Directions: Would you please transcribe the data in full and exactly, excluding images?

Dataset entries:

━━━━━━━━━━━━━━━━

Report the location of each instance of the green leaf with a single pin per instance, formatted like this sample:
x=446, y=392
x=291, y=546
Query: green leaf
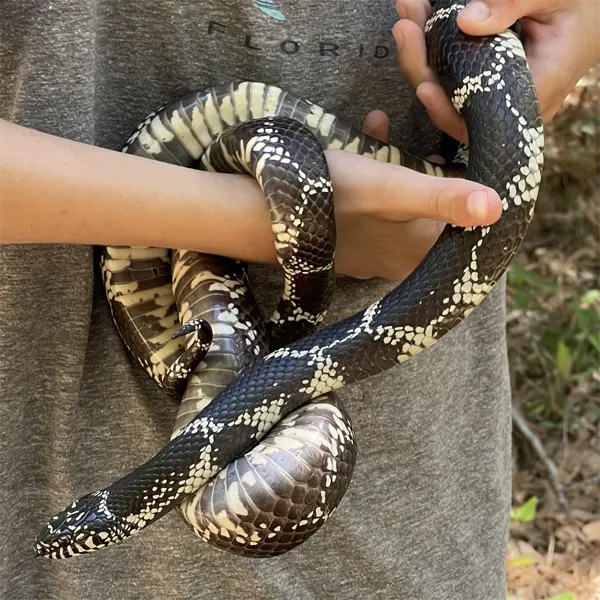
x=594, y=340
x=563, y=359
x=525, y=512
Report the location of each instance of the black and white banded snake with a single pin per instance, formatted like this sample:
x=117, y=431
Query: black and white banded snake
x=286, y=389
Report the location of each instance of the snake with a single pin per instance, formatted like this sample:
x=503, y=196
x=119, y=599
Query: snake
x=258, y=462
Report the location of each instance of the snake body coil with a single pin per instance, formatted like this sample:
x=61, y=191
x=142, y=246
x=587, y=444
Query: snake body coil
x=278, y=138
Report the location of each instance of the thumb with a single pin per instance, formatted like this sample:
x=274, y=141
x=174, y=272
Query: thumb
x=377, y=125
x=411, y=195
x=487, y=17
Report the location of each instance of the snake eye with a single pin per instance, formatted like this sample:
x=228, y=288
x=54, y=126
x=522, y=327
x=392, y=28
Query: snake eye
x=60, y=537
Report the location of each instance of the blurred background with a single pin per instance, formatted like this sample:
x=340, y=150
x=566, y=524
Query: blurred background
x=554, y=347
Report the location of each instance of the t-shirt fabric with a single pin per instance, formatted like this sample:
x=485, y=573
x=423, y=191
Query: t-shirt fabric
x=426, y=515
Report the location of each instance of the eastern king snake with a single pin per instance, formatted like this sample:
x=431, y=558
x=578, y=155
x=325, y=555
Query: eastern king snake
x=268, y=498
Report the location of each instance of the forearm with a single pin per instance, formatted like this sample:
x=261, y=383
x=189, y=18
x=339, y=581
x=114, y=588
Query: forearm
x=54, y=190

━━━━━━━━━━━━━━━━

Reply to the task:
Report the location of each instance of the green leaf with a single pin per instance, formatted like this sample:
x=446, y=392
x=291, y=546
Query: green leaf
x=594, y=340
x=563, y=359
x=525, y=512
Report the location of each instance of the black and white banded snake with a single pin per instance, formatted like this sample:
x=117, y=431
Query: black and white banded snake
x=286, y=389
Report the location of each instance of the snake with a single pin per instance, formatted like this sample:
x=503, y=196
x=119, y=599
Query: snake
x=258, y=462
Report the location of each instance of the snake body coil with a single pin per instance, formatted like this sample:
x=61, y=191
x=142, y=246
x=587, y=444
Query: snake body coil
x=278, y=138
Report the location of each instance of the thumb with a single pin per instance, formatted like this sample:
x=274, y=141
x=174, y=272
Query: thumb
x=377, y=125
x=411, y=195
x=487, y=17
Report the location of each instance of the snake eye with a single pin per instance, formatted like this sample:
x=228, y=288
x=54, y=126
x=522, y=327
x=392, y=28
Query: snake eye
x=60, y=537
Report the location of each instance of the blurred background with a single pin per instance, formatted like this sample:
x=340, y=150
x=566, y=524
Query: blurred background
x=554, y=347
Report the location of each instance of the t-shirt fabric with a single pin per instance, formatted like this sample:
x=485, y=573
x=423, y=191
Query: t-shirt fabric
x=426, y=515
Report the location of each instance of the eastern king snake with a single pin per instance, formatted like this sample:
x=431, y=558
x=578, y=155
x=325, y=555
Query: eastern king snake
x=268, y=498
Report the location of each instance of the forearm with a single pin per instance, formatted like this sample:
x=261, y=383
x=189, y=18
x=339, y=581
x=114, y=588
Query: forearm
x=54, y=190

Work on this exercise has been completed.